▶ How to complete this task
Here the whole listing must be retyped exactly, with no line omitted.

___ Information shown

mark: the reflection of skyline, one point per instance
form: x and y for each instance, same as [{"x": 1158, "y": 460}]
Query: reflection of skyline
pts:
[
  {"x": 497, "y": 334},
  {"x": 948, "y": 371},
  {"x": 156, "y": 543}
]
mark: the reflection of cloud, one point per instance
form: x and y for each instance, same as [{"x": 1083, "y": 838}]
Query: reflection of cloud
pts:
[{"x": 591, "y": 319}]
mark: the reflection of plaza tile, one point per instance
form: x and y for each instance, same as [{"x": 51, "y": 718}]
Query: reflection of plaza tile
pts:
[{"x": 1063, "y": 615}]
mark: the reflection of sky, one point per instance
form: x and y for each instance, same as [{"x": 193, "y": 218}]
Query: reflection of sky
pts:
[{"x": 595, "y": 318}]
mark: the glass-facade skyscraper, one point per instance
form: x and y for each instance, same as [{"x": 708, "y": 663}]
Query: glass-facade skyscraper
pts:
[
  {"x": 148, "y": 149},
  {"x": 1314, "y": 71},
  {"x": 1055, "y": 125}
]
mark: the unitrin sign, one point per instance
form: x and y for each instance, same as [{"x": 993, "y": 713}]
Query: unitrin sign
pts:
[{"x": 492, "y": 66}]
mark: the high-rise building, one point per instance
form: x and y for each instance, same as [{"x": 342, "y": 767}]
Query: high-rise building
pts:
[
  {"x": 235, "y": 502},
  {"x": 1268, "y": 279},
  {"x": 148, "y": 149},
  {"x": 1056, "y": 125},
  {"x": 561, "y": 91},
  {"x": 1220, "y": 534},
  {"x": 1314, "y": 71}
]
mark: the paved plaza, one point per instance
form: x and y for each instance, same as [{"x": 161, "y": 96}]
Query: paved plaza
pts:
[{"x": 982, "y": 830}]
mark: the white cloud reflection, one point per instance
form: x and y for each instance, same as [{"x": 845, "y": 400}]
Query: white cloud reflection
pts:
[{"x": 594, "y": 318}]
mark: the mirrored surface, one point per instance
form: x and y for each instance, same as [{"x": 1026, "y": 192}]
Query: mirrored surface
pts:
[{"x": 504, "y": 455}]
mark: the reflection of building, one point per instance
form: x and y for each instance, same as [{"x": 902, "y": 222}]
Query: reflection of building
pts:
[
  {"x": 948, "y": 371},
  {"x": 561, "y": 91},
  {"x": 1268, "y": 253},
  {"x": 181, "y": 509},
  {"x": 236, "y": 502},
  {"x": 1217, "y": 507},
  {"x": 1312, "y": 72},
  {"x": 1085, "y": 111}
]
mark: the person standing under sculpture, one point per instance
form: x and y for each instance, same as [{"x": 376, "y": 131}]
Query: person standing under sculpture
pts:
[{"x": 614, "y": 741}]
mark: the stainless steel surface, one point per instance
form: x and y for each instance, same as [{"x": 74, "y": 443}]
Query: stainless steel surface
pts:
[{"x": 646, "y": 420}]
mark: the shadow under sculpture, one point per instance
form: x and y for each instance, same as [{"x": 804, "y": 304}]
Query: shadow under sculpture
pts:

______

▶ Answer box
mark: the reflection of skyline, one point per instance
form: x and y for each instance, same as [{"x": 1158, "y": 460}]
Query: reflection of skyline
pts:
[
  {"x": 497, "y": 334},
  {"x": 948, "y": 371},
  {"x": 156, "y": 543}
]
mark: the reflection of cloud, one point per instance
form: x and y for each instance, same as [{"x": 1083, "y": 838}]
Query: reflection of cloud
pts:
[{"x": 591, "y": 319}]
mark: the reflection of plaza tile, one point per instance
form: x and y for each instance, same as [{"x": 51, "y": 718}]
Query: reflection of plaza tile
pts:
[{"x": 1063, "y": 615}]
mark: the reflection of sky, one point per instance
form: x and y for each instance, same as [{"x": 193, "y": 218}]
Query: reflection of sky
pts:
[{"x": 595, "y": 318}]
mark: the glass-facade skyscraper, one point per instance
form: x and y for each instance, same as [{"x": 708, "y": 663}]
Query: glass-facade skyscraper
pts:
[
  {"x": 148, "y": 149},
  {"x": 1314, "y": 71},
  {"x": 1055, "y": 125}
]
mark: the unitrin sign, one point per instance
form: x and y for each instance, same as [{"x": 993, "y": 713}]
Query: unitrin sign
pts:
[{"x": 492, "y": 66}]
mark: the high-rise building, one point per instance
form: x and y for each instance, same as [{"x": 342, "y": 767}]
Query: high-rise building
pts:
[
  {"x": 235, "y": 502},
  {"x": 1268, "y": 279},
  {"x": 148, "y": 149},
  {"x": 1056, "y": 125},
  {"x": 561, "y": 91},
  {"x": 1220, "y": 534},
  {"x": 1314, "y": 71}
]
mark: the paved plaza, one point per instance
form: x and y for each instance, same as [{"x": 161, "y": 96}]
Query: paved plaza
pts:
[{"x": 982, "y": 830}]
mark: the white cloud reflection, one point per instance
form: x and y for each instance, same as [{"x": 845, "y": 400}]
Query: white cloud reflection
pts:
[{"x": 594, "y": 318}]
mark: the mirrored surface, one point per instance
form: x and y for each instance, same as [{"x": 1026, "y": 192}]
Query: mirrored surface
pts:
[{"x": 504, "y": 455}]
mark: the reflection of building, one point per instance
form: x and y for each instance, same as [{"x": 902, "y": 222}]
Query: reflection of building
pts:
[
  {"x": 948, "y": 371},
  {"x": 561, "y": 91},
  {"x": 1268, "y": 253},
  {"x": 181, "y": 509},
  {"x": 236, "y": 502},
  {"x": 1217, "y": 507},
  {"x": 1312, "y": 72},
  {"x": 1085, "y": 111}
]
mark: the person standing under sculpture, one point per instance
form: x and y for each instance, same as [{"x": 376, "y": 131}]
Query: person standing under sculpture
pts:
[{"x": 614, "y": 741}]
mark: the stainless steel surface, one point per instance
form: x and y for each instance, same as [{"x": 74, "y": 443}]
Query: stainless steel surface
pts:
[{"x": 646, "y": 420}]
mark: the shadow under sculpture, one point per instance
form: x and y for each instance, same as [{"x": 804, "y": 304}]
Query: shadow under sculpture
pts:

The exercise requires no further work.